■ **Exercise description**
Could you reproduce, word for word, everything in the passage on the seawater injection from "To Hiraoka, it" down to "plant via videoconference."?

■ **Extract provided**
— start —

To Hiraoka, it looked like Kaieda “had missed his chance or that the atmosphere prevented him from speaking up.” Takekuro rang TEPCO Head Office to inform them, “They’ve decided on injecting seawater. They want us to start pumping seawater.” His gist was conveyed to the ERC at the plant via videoconference.

Yoshida once again gave the order to recommence pumping from the ERC at 8:20 p.m., reporting the fact to both Head Office and NISA.14

Yoshida revealed the truth about the seawater pumping at the end of May, just before the International Atomic Energy Agency (IAEA) delegation arrived. It was he himself who exposed the fact that he had engaged in a “Kabuki play.”

— end —

■ **Record list**
— start —

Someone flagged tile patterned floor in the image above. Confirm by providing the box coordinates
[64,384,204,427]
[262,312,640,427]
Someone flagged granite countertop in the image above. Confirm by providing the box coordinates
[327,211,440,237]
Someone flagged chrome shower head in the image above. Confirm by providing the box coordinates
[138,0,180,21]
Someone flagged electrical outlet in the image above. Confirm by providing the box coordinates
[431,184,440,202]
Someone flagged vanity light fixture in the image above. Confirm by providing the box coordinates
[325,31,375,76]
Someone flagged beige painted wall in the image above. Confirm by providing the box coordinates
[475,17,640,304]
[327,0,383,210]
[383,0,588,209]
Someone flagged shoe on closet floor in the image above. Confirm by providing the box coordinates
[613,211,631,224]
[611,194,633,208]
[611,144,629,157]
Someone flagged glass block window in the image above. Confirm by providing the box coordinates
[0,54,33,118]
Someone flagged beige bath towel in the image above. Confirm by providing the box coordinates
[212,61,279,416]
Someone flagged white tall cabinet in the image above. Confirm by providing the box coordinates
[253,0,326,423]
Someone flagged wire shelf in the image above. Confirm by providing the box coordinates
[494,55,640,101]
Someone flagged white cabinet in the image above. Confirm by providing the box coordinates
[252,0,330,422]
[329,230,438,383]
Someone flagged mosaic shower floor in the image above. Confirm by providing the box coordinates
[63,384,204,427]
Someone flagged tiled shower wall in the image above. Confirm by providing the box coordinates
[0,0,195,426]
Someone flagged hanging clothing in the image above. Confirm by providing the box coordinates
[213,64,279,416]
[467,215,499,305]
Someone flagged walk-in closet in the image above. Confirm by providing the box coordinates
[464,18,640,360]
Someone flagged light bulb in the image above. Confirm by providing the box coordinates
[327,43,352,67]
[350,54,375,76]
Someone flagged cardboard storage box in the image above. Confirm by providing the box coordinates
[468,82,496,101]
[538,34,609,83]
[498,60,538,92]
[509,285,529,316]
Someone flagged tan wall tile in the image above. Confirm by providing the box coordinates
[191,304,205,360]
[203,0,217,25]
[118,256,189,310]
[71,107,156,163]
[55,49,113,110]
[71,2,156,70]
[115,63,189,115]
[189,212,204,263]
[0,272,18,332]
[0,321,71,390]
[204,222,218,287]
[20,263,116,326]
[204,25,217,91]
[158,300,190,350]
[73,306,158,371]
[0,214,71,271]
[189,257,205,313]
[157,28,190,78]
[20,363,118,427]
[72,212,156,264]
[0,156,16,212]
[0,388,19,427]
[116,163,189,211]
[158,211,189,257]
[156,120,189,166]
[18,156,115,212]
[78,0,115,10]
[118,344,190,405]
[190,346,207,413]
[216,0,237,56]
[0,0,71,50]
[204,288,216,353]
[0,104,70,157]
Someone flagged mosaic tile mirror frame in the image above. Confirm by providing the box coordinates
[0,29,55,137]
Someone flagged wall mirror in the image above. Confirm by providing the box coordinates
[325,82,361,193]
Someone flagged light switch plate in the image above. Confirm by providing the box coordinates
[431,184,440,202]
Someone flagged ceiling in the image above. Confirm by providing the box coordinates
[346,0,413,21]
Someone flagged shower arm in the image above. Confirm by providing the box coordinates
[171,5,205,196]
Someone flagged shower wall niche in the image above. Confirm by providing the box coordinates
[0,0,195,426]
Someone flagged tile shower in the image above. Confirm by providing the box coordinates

— end —

■ **Result below**
To Hiraoka, it looked like Kaieda “had missed his chance or that the atmosphere prevented him from speaking up.” Takekuro rang TEPCO Head Office to inform them, “They’ve decided on injecting seawater. They want us to start pumping seawater.” His gist was conveyed to the ERC at the plant via videoconference.